───── Page excerpt ─────

I’ll throw out a few technical thoughts, but first I would like to share some Council thoughts.

Given Python’s development history of trying to build consensus on PEPs, I would imagine that the Steering Council members would do the same. If there is a subgroup focused on science/data science or security, their input would be valuable to the Council, as a whole and individual members, during a decision making process for pronouncement of acceptance, provisional acceptance, or rejection.

Since we’re talking about a PEP that has its roots in the Science and Data Science communities, as well as the Web community that uses data at scale, I want to pause a moment and think about whether this question is biased. While the question and responses are data points, I believe it is somewhat biased by areas of technical expertise. One of the greatest strengths of a Steering Council is the collective talents that members bring to the Council including technical, history, people skills, communication, and the ability to get things done. tldr; the sum is greater than the parts when it comes to a Steering Council.

─────

## What this task involves:
Copy everything in the forum post from "Since we’re talking" down to "a Steering Council.", switching "Steering Council" to "Python Council".

───── Rows ─────

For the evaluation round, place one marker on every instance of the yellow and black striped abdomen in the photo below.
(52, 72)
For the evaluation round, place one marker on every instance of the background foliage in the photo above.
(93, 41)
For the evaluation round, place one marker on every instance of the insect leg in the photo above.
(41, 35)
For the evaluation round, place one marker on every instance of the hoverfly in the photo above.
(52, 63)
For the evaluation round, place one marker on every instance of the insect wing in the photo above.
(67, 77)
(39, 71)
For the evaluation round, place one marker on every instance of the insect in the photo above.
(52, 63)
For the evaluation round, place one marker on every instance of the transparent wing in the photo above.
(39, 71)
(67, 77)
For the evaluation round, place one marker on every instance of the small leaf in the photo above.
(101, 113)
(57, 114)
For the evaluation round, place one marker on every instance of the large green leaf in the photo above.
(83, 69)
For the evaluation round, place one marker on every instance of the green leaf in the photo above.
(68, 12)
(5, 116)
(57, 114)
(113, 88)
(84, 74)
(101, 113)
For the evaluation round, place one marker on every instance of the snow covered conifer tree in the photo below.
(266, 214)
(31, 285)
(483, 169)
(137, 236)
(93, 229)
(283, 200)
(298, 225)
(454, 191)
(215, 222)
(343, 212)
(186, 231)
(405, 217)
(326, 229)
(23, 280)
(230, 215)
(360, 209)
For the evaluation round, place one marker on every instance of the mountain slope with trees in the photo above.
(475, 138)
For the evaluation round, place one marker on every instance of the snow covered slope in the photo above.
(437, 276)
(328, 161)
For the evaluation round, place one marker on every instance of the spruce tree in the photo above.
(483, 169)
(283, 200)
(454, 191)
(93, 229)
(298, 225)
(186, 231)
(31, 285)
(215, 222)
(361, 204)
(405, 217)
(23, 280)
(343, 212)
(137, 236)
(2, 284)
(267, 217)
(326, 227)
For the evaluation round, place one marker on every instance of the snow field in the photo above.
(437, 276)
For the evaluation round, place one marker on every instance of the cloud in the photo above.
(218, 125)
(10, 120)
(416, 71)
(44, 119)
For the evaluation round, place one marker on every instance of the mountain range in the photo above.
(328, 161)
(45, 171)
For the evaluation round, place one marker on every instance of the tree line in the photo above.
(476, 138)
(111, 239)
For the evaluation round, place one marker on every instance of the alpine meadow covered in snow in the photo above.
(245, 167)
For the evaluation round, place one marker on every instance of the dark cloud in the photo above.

─────

## Exercise output:
Since we’re talking about a PEP that has its roots in the Science and Data Science communities, as well as the Web community that uses data at scale, I want to pause a moment and think about whether this question is biased. While the question and responses are data points, I believe it is somewhat biased by areas of technical expertise. One of the greatest strengths of a Python Council is the collective talents that members bring to the Council including technical, history, people skills, communication, and the ability to get things done. tldr; the sum is greater than the parts when it comes to a Python Council.